◆ TEXTO CITADO:
○ ○ ○ ○
“Se você achar um peixe nessas beiradas do rio Cuiabá de 10 a 20 quilos, tem que pegar, tascar um beijo nele e falar: ‘Você é um herói!’, e depois soltá-lo novamente no rio”, diz, gesticulando, como se realmente estivesse pegando um peixe, Benedito Moia Filho. O que ele diz não parece exagero. Benedito e o resto dos pescadores que vendem peixes na Feira do Porto, em Cuiabá, são unânimes em atestar que os peixes sumiram daquelas águas.
A capital de Mato Grosso, fundada há 289 anos, já precisou muito do rio que deu nome à cidade para transporte e culinária, notadamente apreciada pelo sabor marcado de peixes nobres, como pacu, pintado, dourado, matrinxã e caxara. A cultura do peixe é tão importante na capital mato-grossense que até virou lenda. “Quem come cabeça de pacu não sai de Cuiabá” é uma das mais conhecidas. A antiga abundância está também nas músicas típicas, nas redes tecidas pelas artesãs de Várzea Grande e nas cerâmicas do bairro São Gonçalo Beira Rio. A diferença é que hoje são quase peças de museu.
○ ○ ○ ○
◆ REGISTROS FORNECIDOS:
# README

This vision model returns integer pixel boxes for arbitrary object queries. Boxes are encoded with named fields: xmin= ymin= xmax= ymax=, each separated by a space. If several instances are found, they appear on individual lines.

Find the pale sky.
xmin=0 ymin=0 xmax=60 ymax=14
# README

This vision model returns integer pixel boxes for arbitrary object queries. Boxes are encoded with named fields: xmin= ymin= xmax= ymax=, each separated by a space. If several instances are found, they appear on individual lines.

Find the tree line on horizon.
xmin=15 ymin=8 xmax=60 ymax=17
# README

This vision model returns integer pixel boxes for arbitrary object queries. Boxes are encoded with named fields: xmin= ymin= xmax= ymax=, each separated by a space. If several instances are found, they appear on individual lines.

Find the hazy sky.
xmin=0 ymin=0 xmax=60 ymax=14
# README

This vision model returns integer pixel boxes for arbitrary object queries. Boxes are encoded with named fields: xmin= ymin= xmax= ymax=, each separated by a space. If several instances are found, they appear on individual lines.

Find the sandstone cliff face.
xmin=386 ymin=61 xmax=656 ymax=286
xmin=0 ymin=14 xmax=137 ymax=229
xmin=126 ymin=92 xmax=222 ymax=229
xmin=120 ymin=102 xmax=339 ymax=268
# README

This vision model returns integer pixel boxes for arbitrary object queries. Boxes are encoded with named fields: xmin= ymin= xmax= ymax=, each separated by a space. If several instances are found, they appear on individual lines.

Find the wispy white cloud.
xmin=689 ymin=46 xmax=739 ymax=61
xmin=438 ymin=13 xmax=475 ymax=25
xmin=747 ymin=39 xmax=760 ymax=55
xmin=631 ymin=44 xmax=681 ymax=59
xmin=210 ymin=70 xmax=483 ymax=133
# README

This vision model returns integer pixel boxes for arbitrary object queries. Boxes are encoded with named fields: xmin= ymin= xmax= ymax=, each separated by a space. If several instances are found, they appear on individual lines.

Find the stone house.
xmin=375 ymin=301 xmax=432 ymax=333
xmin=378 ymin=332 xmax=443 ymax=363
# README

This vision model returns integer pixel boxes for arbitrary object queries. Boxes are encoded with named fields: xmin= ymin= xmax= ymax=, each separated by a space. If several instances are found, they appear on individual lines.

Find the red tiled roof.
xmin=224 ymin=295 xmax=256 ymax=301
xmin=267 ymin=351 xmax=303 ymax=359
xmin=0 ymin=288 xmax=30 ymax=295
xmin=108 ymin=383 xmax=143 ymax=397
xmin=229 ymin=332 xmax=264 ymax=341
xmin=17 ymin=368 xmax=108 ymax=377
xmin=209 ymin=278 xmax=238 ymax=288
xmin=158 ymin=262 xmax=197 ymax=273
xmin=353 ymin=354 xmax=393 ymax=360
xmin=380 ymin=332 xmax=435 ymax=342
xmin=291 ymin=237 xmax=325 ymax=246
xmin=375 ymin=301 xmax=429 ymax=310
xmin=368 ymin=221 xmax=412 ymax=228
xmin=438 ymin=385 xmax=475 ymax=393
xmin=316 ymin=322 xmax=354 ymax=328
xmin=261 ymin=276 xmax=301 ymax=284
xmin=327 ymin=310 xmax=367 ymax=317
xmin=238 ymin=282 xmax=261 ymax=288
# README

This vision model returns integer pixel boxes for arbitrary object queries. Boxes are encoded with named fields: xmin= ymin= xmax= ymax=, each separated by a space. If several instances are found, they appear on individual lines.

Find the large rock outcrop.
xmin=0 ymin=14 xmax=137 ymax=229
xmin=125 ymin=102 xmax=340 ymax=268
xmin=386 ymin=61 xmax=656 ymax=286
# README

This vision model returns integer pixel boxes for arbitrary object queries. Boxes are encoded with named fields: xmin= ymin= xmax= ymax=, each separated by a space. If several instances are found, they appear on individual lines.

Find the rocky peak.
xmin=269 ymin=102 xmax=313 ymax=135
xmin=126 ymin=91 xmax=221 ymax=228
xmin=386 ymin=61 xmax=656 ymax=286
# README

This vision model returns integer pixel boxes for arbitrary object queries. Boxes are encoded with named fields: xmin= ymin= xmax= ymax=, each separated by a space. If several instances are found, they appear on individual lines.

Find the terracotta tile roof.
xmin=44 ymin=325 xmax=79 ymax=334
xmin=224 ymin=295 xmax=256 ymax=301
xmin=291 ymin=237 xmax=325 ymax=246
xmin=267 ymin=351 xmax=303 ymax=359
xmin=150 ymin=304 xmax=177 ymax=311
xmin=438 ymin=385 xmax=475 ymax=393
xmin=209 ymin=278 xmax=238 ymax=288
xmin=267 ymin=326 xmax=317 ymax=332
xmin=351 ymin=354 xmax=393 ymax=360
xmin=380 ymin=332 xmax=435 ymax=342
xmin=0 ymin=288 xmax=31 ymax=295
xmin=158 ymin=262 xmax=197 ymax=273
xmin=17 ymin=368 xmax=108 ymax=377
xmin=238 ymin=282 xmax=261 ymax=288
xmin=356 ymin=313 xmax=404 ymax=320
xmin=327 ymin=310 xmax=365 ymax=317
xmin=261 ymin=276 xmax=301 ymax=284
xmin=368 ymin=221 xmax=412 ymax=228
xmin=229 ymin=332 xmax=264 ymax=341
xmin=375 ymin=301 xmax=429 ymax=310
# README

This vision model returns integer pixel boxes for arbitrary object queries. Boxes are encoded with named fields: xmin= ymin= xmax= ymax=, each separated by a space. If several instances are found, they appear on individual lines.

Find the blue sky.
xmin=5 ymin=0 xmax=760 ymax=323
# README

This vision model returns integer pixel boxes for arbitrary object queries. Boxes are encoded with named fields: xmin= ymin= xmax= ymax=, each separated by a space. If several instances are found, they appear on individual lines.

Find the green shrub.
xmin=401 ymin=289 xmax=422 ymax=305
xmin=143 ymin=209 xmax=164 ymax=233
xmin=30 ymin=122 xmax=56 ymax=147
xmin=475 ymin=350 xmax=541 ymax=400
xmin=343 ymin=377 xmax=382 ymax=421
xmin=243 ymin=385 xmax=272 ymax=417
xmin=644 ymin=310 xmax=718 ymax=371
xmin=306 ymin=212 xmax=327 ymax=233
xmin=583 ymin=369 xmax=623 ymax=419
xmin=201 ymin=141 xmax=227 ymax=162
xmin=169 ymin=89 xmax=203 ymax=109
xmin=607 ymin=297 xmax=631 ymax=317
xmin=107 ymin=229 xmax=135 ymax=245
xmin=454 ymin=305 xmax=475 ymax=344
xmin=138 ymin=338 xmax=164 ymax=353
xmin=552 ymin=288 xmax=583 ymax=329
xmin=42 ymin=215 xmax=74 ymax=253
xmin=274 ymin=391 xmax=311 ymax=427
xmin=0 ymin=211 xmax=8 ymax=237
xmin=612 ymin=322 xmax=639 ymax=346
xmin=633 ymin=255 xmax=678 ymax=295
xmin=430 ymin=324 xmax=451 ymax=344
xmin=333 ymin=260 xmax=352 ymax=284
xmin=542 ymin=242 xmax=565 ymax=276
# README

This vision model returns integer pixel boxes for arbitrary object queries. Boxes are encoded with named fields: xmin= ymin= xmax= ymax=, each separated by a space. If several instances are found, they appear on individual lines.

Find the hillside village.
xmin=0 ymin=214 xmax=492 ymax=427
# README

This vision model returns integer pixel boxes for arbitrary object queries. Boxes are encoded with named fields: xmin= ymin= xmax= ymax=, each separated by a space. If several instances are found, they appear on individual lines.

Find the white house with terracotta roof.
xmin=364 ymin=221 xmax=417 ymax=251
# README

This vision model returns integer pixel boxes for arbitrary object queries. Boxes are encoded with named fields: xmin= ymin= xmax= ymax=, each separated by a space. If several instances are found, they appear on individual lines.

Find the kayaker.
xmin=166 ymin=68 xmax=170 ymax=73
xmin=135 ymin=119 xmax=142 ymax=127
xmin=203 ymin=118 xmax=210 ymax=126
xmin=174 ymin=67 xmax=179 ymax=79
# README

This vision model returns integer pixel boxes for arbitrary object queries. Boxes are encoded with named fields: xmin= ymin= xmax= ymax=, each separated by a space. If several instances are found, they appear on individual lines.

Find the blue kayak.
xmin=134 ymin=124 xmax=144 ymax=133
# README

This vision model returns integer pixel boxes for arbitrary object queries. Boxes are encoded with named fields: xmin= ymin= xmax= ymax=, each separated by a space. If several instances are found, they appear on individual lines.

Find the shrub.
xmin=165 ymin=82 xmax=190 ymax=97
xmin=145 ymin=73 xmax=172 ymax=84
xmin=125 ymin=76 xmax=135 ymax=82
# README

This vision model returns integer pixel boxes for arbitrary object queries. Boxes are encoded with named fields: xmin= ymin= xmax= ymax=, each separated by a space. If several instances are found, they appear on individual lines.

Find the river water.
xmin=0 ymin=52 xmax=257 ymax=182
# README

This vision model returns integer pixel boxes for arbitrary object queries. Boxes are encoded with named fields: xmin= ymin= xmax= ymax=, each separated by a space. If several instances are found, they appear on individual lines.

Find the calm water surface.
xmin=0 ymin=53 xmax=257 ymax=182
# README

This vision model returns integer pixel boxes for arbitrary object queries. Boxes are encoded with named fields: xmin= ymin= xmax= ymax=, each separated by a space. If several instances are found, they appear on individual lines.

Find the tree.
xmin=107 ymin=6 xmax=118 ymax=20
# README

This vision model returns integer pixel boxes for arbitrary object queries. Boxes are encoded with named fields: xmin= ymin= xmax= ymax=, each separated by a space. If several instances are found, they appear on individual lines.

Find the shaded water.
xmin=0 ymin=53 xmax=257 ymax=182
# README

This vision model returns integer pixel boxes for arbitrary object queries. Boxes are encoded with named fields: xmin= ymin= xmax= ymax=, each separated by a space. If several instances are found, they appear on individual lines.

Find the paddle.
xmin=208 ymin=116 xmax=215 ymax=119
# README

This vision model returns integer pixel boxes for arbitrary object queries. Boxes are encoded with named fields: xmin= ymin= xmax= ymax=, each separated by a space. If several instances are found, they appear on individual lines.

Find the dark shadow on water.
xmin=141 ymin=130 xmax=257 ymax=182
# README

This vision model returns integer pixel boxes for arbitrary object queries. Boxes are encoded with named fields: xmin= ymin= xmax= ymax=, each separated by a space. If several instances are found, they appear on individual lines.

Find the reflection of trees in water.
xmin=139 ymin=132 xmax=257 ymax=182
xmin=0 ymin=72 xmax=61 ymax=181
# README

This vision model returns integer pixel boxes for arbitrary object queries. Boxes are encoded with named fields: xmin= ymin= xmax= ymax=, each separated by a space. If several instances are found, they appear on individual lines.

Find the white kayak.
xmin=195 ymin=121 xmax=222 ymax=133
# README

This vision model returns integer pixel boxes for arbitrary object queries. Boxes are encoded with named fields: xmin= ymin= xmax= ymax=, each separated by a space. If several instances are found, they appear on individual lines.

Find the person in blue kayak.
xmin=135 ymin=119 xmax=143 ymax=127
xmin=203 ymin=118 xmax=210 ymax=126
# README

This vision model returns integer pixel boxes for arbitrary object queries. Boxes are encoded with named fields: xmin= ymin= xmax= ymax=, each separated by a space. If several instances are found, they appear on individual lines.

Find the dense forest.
○ ○ ○ ○
◆ INSTRUÇÃO 1: Transcreva do texto sobre o rio Cuiabá tudo o que vai de "A capital de" até "peças de museu.", sem alterar nada.
◆ INSTRUÇÃO 2: Dê prosseguimento ao texto sobre o rio Cuiabá a partir do ponto em que ele termina.
Os registros não têm nenhuma relação com o texto sobre o rio Cuiabá.

◆ RESPOSTA 1:
A capital de Mato Grosso, fundada há 289 anos, já precisou muito do rio que deu nome à cidade para transporte e culinária, notadamente apreciada pelo sabor marcado de peixes nobres, como pacu, pintado, dourado, matrinxã e caxara. A cultura do peixe é tão importante na capital mato-grossense que até virou lenda. “Quem come cabeça de pacu não sai de Cuiabá” é uma das mais conhecidas. A antiga abundância está também nas músicas típicas, nas redes tecidas pelas artesãs de Várzea Grande e nas cerâmicas do bairro São Gonçalo Beira Rio. A diferença é que hoje são quase peças de museu.

◆ RESPOSTA 2:
Segundo seu Benedito, o rio Cuiabá está muito seco e a situação tem sido ruim desde que entrou em funcionamento a Usina Hidrelétrica de Manso, em 2000. “Antes, tínhamos fartura de peixe, em qualquer lugar tinha, agora precisamos descer o rio até Santo Antônio (município distante 34 quilômetros) para poder pescar”, diz. “Nós esperávamos a indenização de Furnas, mas não vai sair. O rio já não enche mais como antes, fica sempre vazio”, comenta o pescador.
Para o comerciante na Feira do Porto Manoel do Nascimento Filho (45), depois da barragem de Manso a quantidade de peixe diminuiu cerca de 70%. “Temos agora que ir pescar em Santo Antônio, Pantanal ou Barra do Bugres, no rio Paraguai, para encontrar peixe”, relata. Já o pescador e comerciante Marcos Antônio da Silva percorre a rodovia transpantaneira (MT-060) para encontrar seu ganha-pão. “Os peixes que eu pego vêm do Pantanal, na região de Porto Jofre. Lá eu encontro todas as espécies, mas a quantidade é menor e o tamanho também. É difícil encontrar peixes entre 70 e 80 quilos, até 100 quilos mais raro ainda”, comenta.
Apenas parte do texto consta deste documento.